- Required action: Return all lines from the listing below that include the word "image".

*** Provided records ***

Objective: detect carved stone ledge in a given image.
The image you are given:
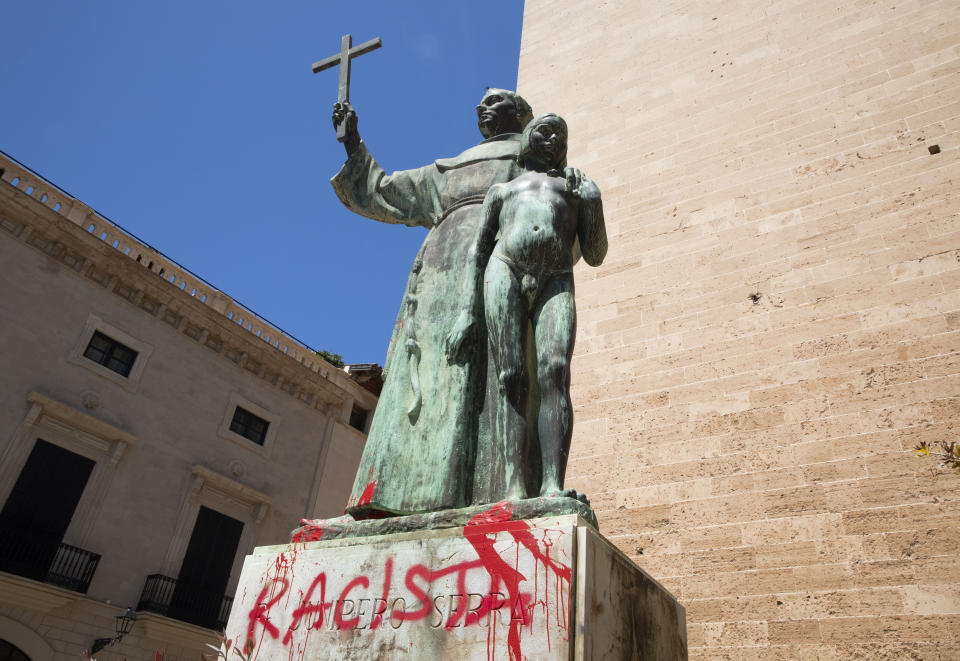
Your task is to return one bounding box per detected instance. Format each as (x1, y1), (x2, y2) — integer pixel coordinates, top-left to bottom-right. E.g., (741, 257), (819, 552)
(27, 391), (136, 467)
(191, 465), (273, 523)
(0, 572), (79, 613)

***

- Exercise answer:
Objective: detect carved stone ledge in a given image.
The image you are given:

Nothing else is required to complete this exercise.